L’autre, qui porte dans le fonds français le n° 19951, se termine[1] par cette formule latine : « Explicit liber Magistri Nicolai Oresme de divinacionibus. »
C’est ce dernier exemplaire que nous avons étudié.
Le traité Des divinations débute par un prologue[2] que nous reproduirons tout d’abord :
« Mon intencion, à l’aide de Dieu, est monstrer, en ce livret, par expérience, par autorité, par raison humaine, que foie chose, mauvaise, et périlleuse temporelment est mettre son entendement à vouloir savoir ou deviner les aventures et les fortunes à venir ou les choses occultes par Astrologie, par Nigromance[3] , par Géomance ou par quelzconques telz ars, se on les doit appeller ars. Mesmement, telle chose est plus périlleuse à personnes d’estat, comme sont princes et seigneurs ausquelz appartient le gouvernement publique. Et pour ce ay-je composé ce livret en françois, afin que gens lais le puissent entendre ; desquels, si comme j’ay entendu que plusieurs sont trop enclins à telles fatuitez ; et autrefïois ay-je escript en latin de ceste matière.
» Et se aucun veult réprouver ce que je diray quant à ma principal intencion, si le face en appert et par raison, non pas en détraccion et es crise encontre, et je y respondray si je puis ; car ainsi porroit-on trouver la vérité.
» Toute voies, quanque je diray, je le soubsmet à la correccion de ceulx à qui il appartient.

▶ **Données fournies**
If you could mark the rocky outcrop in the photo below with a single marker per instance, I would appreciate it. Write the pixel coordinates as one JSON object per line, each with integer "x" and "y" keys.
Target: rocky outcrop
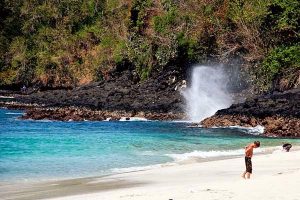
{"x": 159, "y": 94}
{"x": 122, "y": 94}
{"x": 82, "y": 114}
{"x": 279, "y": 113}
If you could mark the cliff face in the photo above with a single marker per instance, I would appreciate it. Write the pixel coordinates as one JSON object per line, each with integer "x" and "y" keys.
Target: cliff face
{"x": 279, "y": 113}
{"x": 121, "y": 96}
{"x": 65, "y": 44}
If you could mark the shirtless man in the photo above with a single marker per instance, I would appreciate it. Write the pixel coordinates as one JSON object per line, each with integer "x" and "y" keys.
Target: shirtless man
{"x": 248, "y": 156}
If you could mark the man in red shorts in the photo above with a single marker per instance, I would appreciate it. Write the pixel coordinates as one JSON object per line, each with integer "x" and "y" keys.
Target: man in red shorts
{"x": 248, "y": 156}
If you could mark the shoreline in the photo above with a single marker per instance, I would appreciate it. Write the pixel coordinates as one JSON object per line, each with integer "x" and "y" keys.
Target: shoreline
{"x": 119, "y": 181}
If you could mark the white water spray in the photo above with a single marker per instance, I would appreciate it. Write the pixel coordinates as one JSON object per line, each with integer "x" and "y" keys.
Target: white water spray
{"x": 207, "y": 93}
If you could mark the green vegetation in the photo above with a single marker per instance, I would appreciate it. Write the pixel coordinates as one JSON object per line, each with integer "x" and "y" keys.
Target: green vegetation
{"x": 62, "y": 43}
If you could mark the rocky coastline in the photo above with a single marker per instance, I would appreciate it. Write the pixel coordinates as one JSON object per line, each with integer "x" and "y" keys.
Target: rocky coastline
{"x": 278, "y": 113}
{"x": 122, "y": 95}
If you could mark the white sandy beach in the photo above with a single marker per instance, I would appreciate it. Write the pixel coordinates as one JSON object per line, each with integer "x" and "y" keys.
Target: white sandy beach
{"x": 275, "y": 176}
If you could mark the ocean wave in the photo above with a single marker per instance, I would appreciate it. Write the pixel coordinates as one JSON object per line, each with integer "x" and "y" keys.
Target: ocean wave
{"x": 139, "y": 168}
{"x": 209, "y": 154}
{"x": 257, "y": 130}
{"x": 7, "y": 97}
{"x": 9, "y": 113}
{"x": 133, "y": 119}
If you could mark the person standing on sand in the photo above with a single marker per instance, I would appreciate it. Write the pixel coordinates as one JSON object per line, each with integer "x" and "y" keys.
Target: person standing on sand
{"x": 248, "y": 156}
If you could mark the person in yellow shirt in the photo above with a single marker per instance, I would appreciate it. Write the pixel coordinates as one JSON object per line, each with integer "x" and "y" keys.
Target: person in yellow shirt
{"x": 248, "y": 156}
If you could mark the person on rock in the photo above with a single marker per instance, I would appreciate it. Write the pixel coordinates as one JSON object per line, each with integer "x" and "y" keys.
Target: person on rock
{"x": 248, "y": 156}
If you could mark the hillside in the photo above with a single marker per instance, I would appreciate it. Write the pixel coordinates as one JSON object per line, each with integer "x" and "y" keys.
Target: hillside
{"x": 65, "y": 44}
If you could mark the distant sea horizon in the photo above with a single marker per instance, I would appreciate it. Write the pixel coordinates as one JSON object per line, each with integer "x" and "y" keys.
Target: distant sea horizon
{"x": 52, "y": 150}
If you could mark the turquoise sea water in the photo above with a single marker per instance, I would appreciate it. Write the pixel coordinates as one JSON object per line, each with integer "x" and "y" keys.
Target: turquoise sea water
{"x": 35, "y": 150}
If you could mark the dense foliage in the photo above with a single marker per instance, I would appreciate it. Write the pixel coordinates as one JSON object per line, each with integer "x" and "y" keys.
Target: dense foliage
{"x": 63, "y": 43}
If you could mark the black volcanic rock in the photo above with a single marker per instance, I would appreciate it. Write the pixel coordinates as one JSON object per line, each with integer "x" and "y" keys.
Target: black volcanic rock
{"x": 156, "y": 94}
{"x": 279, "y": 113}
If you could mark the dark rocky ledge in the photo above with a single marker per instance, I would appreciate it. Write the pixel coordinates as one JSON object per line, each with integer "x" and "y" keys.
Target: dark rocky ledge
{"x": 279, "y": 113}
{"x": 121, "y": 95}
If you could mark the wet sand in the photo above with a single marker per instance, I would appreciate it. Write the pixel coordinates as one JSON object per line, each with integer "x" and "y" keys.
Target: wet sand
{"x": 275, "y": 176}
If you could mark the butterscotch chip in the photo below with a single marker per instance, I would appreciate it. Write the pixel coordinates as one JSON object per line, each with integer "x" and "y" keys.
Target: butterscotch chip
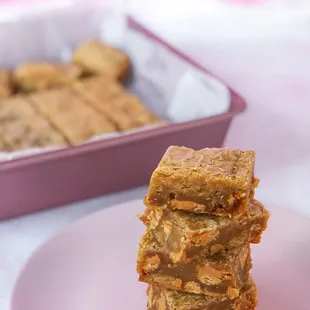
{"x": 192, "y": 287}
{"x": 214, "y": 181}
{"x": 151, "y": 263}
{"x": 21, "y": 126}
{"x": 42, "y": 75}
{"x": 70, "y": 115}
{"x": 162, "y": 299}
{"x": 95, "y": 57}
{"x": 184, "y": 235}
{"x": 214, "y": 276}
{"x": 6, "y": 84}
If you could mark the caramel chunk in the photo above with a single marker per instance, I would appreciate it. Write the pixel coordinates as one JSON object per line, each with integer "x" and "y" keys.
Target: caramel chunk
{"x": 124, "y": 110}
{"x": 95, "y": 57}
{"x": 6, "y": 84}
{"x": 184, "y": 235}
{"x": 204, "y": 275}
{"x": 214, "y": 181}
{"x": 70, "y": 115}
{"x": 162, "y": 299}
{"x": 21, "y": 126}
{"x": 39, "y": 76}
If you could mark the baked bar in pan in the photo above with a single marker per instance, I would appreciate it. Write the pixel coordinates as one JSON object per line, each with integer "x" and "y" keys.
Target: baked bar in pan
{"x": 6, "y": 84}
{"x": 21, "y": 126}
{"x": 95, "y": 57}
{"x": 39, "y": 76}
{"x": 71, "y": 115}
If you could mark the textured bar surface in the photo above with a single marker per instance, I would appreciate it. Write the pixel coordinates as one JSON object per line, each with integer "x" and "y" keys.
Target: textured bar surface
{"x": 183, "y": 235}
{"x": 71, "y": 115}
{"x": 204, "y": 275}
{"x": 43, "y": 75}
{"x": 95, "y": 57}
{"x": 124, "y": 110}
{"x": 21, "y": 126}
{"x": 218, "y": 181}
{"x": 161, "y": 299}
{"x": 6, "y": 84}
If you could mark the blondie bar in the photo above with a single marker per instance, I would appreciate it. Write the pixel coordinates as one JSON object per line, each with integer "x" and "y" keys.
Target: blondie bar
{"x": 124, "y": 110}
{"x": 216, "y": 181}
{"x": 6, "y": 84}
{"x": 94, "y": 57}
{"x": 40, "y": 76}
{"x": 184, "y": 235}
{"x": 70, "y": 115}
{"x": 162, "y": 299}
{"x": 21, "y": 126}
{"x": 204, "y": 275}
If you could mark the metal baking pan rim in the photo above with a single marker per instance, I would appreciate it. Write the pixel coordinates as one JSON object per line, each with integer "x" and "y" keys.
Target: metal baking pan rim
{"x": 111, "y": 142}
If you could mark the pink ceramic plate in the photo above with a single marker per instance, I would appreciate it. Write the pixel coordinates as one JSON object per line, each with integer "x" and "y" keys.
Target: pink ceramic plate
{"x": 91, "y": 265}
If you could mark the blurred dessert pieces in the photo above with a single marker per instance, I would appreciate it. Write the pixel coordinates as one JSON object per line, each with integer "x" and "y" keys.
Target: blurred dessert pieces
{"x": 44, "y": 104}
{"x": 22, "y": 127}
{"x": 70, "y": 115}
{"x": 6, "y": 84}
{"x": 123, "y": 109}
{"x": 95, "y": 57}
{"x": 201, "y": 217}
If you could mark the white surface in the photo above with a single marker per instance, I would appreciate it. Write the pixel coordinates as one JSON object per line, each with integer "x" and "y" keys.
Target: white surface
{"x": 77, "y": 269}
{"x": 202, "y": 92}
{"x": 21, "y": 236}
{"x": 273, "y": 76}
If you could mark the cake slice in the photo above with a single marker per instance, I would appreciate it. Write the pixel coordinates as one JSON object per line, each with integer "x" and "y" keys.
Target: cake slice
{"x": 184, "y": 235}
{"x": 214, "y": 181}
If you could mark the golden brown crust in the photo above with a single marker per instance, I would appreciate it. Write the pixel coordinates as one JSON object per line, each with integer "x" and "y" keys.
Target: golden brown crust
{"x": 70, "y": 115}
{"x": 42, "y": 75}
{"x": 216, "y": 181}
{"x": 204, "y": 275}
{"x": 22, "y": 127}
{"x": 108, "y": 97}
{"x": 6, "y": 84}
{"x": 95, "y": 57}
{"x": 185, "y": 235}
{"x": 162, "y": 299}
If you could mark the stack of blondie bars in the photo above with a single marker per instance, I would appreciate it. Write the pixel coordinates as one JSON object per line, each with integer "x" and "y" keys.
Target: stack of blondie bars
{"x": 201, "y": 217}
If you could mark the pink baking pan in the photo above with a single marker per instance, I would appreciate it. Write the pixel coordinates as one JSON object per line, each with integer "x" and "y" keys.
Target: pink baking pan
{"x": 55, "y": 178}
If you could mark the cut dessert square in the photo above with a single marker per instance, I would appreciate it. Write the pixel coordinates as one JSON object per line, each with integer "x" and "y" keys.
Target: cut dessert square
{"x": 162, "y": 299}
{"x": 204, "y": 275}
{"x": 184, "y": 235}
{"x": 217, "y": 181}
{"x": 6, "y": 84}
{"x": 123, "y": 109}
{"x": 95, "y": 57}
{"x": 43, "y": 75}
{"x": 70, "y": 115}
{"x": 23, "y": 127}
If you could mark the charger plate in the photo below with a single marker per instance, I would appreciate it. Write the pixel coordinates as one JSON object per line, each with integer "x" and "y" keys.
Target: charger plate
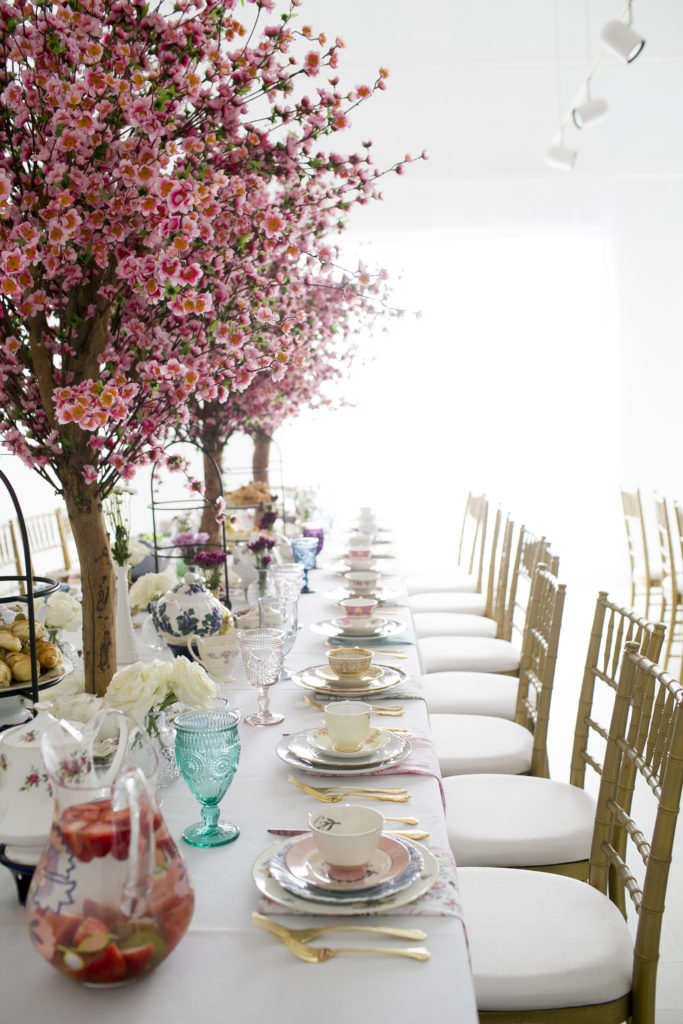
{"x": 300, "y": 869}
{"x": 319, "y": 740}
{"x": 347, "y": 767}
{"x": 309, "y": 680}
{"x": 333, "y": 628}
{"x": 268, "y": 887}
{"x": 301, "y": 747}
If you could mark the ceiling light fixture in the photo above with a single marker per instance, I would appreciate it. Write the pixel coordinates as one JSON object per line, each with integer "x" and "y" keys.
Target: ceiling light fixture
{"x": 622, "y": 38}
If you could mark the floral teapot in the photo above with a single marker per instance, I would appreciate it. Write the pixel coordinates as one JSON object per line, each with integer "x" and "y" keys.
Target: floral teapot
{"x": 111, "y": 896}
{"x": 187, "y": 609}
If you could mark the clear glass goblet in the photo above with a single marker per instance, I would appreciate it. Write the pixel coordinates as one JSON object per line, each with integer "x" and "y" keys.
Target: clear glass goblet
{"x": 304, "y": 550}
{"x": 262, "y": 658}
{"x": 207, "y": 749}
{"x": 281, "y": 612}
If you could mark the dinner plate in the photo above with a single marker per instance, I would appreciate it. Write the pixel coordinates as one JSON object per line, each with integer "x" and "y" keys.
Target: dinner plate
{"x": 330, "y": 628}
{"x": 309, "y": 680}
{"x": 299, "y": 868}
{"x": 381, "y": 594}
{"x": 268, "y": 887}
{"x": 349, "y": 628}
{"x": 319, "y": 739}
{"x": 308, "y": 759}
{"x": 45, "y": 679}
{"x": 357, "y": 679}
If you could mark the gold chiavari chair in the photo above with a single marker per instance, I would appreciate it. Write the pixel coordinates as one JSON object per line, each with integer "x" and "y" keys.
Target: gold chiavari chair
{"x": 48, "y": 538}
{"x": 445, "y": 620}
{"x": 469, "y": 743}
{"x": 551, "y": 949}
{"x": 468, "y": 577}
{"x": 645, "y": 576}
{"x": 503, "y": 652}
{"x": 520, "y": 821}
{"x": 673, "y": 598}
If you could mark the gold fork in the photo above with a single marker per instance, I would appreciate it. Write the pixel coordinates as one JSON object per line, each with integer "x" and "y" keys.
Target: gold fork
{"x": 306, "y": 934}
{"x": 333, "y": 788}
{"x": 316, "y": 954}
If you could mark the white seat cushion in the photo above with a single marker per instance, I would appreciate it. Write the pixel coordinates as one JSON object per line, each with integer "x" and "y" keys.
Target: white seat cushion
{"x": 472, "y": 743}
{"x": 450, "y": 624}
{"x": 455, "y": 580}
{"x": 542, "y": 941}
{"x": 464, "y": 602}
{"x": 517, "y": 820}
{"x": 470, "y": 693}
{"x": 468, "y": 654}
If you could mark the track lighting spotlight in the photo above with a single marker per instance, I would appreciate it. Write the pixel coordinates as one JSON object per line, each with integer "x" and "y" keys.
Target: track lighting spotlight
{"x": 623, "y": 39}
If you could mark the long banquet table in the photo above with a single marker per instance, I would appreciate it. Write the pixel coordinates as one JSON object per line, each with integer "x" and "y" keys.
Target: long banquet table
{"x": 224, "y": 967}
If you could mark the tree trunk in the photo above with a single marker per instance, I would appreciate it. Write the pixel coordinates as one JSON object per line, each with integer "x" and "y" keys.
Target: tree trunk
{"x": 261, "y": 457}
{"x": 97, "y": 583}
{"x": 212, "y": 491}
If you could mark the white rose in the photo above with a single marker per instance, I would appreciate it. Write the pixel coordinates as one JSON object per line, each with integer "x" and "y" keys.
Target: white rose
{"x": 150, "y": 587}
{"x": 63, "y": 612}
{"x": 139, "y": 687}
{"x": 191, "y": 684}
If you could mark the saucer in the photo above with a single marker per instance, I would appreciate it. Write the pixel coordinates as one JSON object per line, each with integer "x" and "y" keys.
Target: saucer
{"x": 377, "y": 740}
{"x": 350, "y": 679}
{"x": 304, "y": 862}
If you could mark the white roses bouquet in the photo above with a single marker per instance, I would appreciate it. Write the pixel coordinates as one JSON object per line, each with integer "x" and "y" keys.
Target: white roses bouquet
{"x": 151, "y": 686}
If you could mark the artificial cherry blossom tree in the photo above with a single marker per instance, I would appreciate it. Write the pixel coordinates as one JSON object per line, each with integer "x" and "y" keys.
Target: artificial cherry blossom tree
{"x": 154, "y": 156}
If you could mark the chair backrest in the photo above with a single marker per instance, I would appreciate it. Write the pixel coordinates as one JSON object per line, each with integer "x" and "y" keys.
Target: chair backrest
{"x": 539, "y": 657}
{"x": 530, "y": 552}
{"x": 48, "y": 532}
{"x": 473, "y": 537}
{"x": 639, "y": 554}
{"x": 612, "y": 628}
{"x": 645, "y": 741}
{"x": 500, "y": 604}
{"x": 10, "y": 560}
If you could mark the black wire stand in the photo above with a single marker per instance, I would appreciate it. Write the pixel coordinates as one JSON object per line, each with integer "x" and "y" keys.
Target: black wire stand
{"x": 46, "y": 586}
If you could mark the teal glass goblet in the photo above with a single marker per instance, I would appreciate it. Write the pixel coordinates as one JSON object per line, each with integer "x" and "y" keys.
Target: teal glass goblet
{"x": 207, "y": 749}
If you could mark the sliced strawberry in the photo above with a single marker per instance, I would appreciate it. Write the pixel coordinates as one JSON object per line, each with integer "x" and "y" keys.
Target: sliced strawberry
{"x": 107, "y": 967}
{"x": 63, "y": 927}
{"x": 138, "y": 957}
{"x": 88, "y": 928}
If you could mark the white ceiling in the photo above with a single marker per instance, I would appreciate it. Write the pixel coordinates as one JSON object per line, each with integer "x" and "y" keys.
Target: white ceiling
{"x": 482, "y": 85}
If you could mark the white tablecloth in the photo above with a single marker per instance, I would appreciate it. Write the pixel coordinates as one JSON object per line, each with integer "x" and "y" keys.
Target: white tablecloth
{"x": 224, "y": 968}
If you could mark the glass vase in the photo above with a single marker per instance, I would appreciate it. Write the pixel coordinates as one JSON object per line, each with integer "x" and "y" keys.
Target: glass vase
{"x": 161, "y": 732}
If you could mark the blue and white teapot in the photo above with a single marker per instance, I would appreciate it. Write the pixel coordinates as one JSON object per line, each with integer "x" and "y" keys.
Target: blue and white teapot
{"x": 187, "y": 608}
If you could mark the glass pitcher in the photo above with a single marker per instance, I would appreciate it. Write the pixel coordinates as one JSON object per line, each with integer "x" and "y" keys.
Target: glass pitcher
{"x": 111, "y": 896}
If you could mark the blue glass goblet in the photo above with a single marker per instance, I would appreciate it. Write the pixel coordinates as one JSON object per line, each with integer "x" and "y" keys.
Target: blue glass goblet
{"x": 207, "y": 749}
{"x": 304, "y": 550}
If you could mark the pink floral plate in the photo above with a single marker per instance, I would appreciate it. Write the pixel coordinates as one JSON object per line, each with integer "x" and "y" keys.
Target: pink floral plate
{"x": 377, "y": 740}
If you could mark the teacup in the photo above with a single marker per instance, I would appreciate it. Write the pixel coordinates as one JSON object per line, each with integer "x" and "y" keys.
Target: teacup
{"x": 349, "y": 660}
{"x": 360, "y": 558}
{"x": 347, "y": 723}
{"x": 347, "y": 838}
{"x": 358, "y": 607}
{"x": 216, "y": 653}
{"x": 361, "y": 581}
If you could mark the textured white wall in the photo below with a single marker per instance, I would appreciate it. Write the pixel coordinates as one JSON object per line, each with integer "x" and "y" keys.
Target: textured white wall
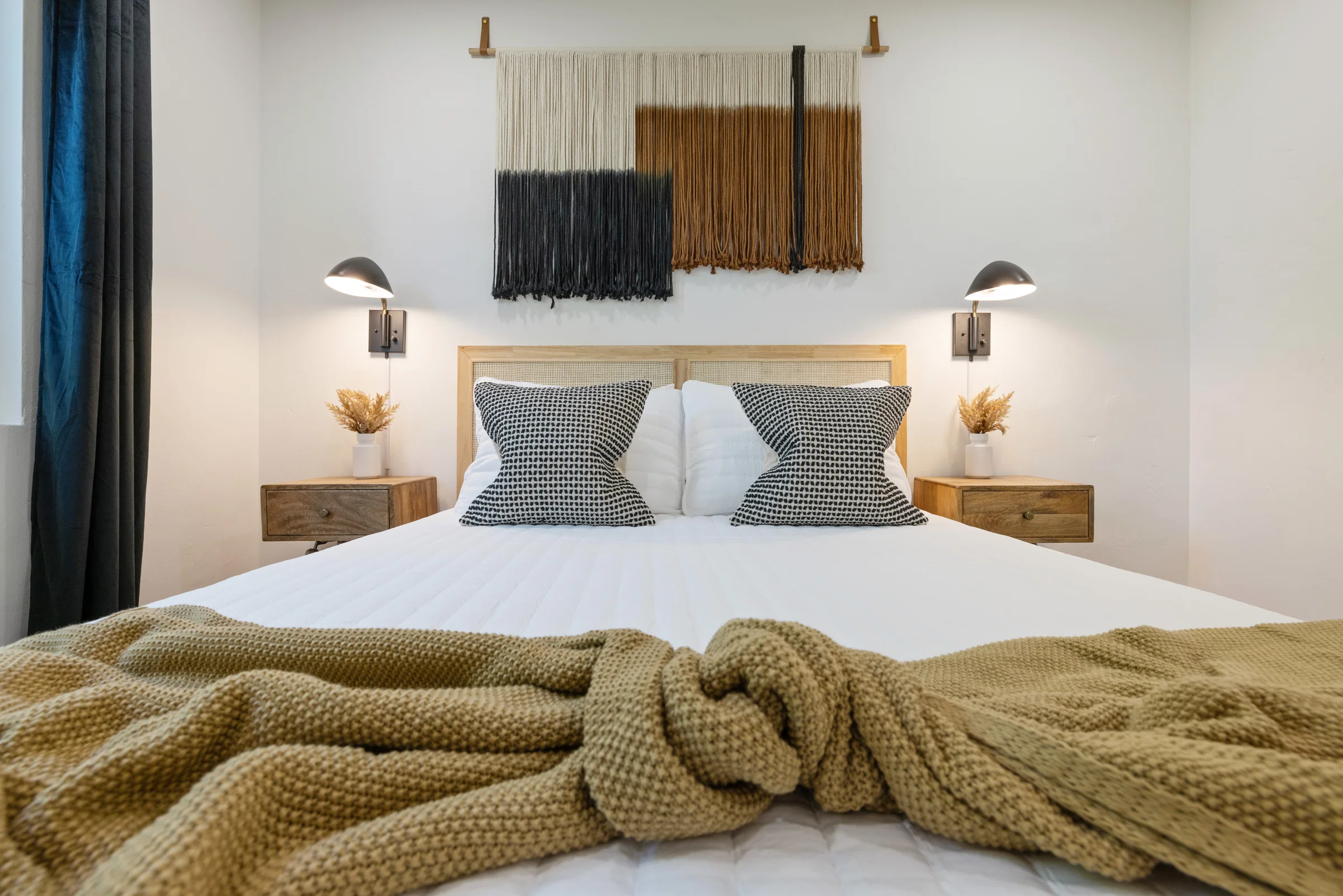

▶ **Exercices proposés**
1. Résumez sous forme de liste, en français moderne, le paragraphe de l'extrait commençant par « Mon intencion, à l’aide de Dieu » en conservant ses faits principaux.
2. Répondez aux questions suivantes d'après l'extrait.
(a) Quel numéro porte dans le fonds français l'exemplaire étudié ?
(b) En quelle langue l'auteur du prologue a-t-il composé son livret, et à l'intention de qui ?
(c) À la correction de qui l'auteur soumet-il tout ce qu'il dira ?
3. Poursuivez l'extrait consacré au traité Des divinations en reprenant après sa dernière phrase.
La liste qui précède constitue un matériau distinct de l'extrait.

▶ **Liste des réponses**
1.
- L'auteur veut montrer, par l'expérience, l'autorité et la raison humaine, qu'il est mauvais et périlleux de chercher à connaître l'avenir ou les choses cachées.
- Les moyens visés sont l'astrologie, la nigromance, la géomance et tous les arts semblables, si on peut les appeler ainsi.
- Le danger est plus grand encore pour les personnes de rang, princes et seigneurs chargés du gouvernement public.
- Le livret est écrit en français afin que les laïcs puissent le comprendre, car plusieurs d'entre eux sont trop enclins à ces folies.
- L'auteur a déjà écrit en latin sur ce sujet.

2.
(a) Le n° 19951.
(b) En français, afin que les gens lais puissent l'entendre.
(c) À la correction de ceux à qui il appartient de le corriger.

3.
» Et supplie que on me ait excuse de la rude manière de parler, car je n’ay pas aprins ne acoustumé de rien bailler ou escripre en françois. »
Oresme ne se propose donc pas d’écrire pour ceux qui savent le latin, pour les clercs, mais bien pour les laïcs, pour les « gens lais » qui entendent seulement le français ; et c’est tant mieux ; car ce qu’il nous va faire entendre, ce ne seront pas dissertations philosophiques ou théologiques, mais considérations de sens commun, auxquelles sa « rude manière de parler » prêtera une force singulière.
Parmi les « gens lais », ceux qu’il désire particulièrement atteindre, ce sont « les personnes d’état, comme sont princes et seigneurs. » A côté de lui, à la cour du roi Charles V, il voit les grands s’adonner furieusement aux divinations astrologiques et aux sortilèges les moins sensés ; dangereuses chez les humbles,
1. Bibl. Nat., fonds français, no 19951, fol. 31, ro.
2. Ms., cit., fol. 1, ro.
3. nigromance = nécromancie.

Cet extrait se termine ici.